● **EXTRACT TO READ**:
For example, the taxonomy attribute "restaurants" is a parent of
the taxonomy attribute "pizza," and a child of the taxonomy
attribute "food-and-drink."
[0098] The process 400 ends in step 420.
Example Implementation for Generating Taxonomy Refinements
[0099] FIGS. 5A and 5B illustrate example distributions of datasets
across taxonomy attributes according to some embodiments of the
present invention. FIGS. 6A, 6B, and 6C illustrate example
interfaces according to some embodiments of the present
invention.
[0100] Referring now to FIG. 5A, an example dataset distribution
500A of datasets retrieved based on a network database search query
is shown. The datasets can be retrieved based on a set of dataset
retrieval procedures, such as the procedures described in
connection with FIGS. 3 and 4. The datasets can be retrieved from
network databases using a network server, such as the various
components describe in connection with FIGS. 1 and 2.
[0101] The x axis of the dataset distribution 500A shows various
taxonomy attributes associated with the retrieved datasets. They
axis of the dataset distribution 500A is the amount of the datasets
having a particular taxonomy attribute. As shown in the dataset
distribution 500A, taxonomy attribute C1 has the most datasets
among taxonomy attributes C1, C2, C3, and C4, which is indicated by
the height of its corresponding bar.

● **TASK A**:
Rewrite the records starting with the line containing "the bee abdomen" and going on through the end of the records, requests included, with every point coordinate in the answers multiplied by 1.1 and rounded to a whole number, halves rounding up.
The text and the records have nothing to do with each other.

● **PROVIDED RECORDS**:

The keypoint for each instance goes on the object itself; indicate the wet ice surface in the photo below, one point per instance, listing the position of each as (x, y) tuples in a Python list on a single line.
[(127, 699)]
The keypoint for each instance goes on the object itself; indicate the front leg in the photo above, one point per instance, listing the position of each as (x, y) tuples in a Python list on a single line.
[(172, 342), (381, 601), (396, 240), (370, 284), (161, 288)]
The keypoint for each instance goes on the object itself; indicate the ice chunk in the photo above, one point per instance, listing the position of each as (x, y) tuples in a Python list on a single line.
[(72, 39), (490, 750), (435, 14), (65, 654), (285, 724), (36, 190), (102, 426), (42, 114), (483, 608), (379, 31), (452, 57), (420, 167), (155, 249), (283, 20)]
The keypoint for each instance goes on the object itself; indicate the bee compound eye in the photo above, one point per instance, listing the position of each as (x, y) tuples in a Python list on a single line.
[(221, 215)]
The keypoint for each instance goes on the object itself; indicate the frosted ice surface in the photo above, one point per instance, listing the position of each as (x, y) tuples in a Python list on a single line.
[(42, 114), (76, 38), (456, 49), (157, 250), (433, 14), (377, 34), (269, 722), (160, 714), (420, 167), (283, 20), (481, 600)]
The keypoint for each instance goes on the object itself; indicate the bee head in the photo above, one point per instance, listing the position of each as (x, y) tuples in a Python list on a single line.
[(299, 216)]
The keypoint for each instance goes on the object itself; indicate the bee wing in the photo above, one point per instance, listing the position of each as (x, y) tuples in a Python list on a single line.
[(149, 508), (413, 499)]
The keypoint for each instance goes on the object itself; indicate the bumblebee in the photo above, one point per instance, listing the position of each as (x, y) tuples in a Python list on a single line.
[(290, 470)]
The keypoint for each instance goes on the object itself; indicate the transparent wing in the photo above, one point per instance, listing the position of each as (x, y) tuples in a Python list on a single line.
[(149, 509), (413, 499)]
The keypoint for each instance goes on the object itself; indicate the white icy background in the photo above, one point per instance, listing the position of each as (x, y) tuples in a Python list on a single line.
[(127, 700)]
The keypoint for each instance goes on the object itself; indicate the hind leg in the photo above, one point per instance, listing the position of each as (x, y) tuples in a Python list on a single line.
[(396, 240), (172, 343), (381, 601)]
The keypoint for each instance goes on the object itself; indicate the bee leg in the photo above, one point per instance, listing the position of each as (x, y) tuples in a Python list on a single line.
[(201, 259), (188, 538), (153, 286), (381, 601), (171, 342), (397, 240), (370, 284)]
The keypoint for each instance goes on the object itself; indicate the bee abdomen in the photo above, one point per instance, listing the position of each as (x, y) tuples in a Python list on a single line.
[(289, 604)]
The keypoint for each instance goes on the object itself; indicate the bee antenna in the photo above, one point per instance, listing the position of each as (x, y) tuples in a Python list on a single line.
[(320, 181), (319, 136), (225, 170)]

● **TASK B**:
In the patent excerpt on taxonomy refinements, which taxonomy attribute has the most datasets in dataset distribution 500A?

● **EXERCISE RESULT A**:
The keypoint for each instance goes on the object itself; indicate the bee abdomen in the photo above, one point per instance, listing the position of each as (x, y) tuples in a Python list on a single line.
[(318, 664)]
The keypoint for each instance goes on the object itself; indicate the bee antenna in the photo above, one point per instance, listing the position of each as (x, y) tuples in a Python list on a single line.
[(352, 199), (351, 150), (248, 187)]

● **EXERCISE RESULT B**:
Taxonomy attribute C1.